* **TEXT UNDER STUDY**

┄┄┄┄┄┄

Peace and War: Preparing for war in the season of peace (San Franicsco Chronicle) December 26, 2002
Posted by daviddavenport in Newspaper Columns/Essays, Op/Eds.trackback
The holidays have always been a season of paradox. Young children struggle with the paradox of giving amid the excitement of receiving. Even though the carol says it’s the season to be jolly, psychologists remind us that depression intensifies over the holidays. Now we add a national paradox to the Christmas list: preparing for war in the season of peace.
While we gather with family by the fireplace during the season of peace, our military is clearly preparing for the possibility of war. Just as they did in the days of George Washington and Dwight Eisenhower, thousands of troops will spend their holidays living out the paradox of keeping the peace and fighting or preparing for war. The Pentagon reports that there will be over 250,000 American soldiers and sailors abroad or on board ships for the holidays, not counting the special buildup for Iraq, for which official figures have not been released.
We have been here before. In December of 1990, the nation celebrated the holiday season, holding its breath for the U.N.’s January 15 deadline for Iraq to remove its troops from Kuwait or face attack. Interestingly much of the policy-making ensemble was the same — Dick Cheney, then Secretary of Defense, Colin Powell as chairman of the Joint Chiefs of Staff, and Saddam Hussein in the same role is “evildoer.”

┄┄┄┄┄┄

[Referring expression pointing data]
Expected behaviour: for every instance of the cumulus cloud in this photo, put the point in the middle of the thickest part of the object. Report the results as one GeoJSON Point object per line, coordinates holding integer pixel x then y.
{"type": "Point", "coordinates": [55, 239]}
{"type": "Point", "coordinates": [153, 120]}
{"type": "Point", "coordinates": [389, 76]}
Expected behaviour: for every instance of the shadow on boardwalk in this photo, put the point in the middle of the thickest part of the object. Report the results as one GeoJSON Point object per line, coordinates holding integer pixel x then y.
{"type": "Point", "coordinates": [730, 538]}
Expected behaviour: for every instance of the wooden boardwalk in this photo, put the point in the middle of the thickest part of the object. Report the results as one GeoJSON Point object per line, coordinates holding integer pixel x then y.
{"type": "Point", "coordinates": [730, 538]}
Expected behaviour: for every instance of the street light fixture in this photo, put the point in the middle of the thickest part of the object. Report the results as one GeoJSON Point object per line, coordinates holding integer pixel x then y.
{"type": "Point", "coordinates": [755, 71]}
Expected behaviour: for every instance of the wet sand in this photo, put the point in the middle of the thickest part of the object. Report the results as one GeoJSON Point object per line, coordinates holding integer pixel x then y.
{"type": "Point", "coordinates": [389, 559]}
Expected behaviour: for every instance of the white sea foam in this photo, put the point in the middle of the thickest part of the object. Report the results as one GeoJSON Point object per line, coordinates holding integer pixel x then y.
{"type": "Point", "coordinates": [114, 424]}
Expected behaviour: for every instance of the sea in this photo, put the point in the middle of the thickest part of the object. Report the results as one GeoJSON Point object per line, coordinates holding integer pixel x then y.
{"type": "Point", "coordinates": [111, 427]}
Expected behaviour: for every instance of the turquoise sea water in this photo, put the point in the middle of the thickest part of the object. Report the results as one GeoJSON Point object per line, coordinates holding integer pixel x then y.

┄┄┄┄┄┄

Quote the passage of the holiday-season column that begins at the words "Peace and War: Preparing" and stops after the words "season of peace.".

Peace and War: Preparing for war in the season of peace (San Franicsco Chronicle) December 26, 2002
Posted by daviddavenport in Newspaper Columns/Essays, Op/Eds.trackback
The holidays have always been a season of paradox. Young children struggle with the paradox of giving amid the excitement of receiving. Even though the carol says it’s the season to be jolly, psychologists remind us that depression intensifies over the holidays. Now we add a national paradox to the Christmas list: preparing for war in the season of peace.